Copy everything from the line containing "Guideline: the keypoint for each instance of the beige fleece" down to the end of the material, swapping "beige fleece bed" for "tan fleece bed" and leaving all else unchanged.

====== Supplied data ======

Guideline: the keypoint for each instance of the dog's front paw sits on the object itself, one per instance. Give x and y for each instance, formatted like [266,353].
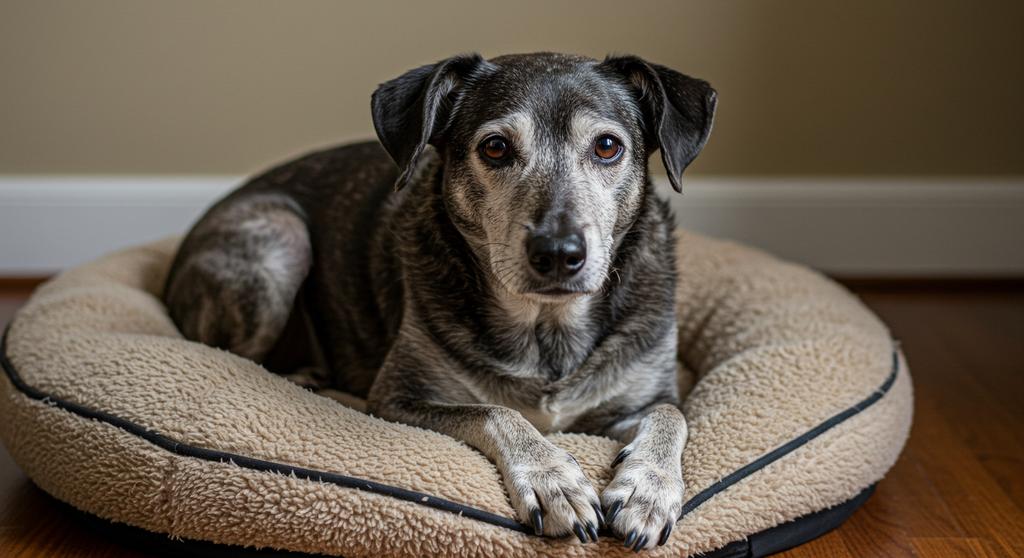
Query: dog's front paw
[552,494]
[643,501]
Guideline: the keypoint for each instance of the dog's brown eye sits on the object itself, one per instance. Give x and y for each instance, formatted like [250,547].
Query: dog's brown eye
[607,148]
[495,147]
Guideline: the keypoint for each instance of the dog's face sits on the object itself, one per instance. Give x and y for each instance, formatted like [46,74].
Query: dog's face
[545,155]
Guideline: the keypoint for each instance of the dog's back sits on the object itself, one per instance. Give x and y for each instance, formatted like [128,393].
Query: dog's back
[307,234]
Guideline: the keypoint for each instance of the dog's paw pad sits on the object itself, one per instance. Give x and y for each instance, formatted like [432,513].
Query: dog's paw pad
[553,496]
[643,502]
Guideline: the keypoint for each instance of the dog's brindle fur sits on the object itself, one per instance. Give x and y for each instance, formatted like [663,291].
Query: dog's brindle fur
[422,300]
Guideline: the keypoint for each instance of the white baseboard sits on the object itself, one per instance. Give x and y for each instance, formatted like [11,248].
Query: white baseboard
[872,226]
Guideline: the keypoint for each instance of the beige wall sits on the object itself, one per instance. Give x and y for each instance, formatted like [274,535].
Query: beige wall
[806,87]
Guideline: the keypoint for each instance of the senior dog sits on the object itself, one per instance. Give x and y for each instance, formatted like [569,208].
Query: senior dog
[497,267]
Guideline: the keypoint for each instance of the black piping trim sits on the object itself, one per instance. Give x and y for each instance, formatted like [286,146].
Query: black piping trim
[781,451]
[429,501]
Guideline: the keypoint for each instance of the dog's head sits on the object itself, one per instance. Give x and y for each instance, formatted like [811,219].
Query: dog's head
[545,155]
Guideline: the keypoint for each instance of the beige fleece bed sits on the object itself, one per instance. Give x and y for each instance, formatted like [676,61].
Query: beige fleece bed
[803,403]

======

● **Solution**
Guideline: the keypoint for each instance of the tan fleece bed sits on the object itself, one per instance. Give x and y for each instance, formatted like [676,61].
Query: tan fleece bed
[803,403]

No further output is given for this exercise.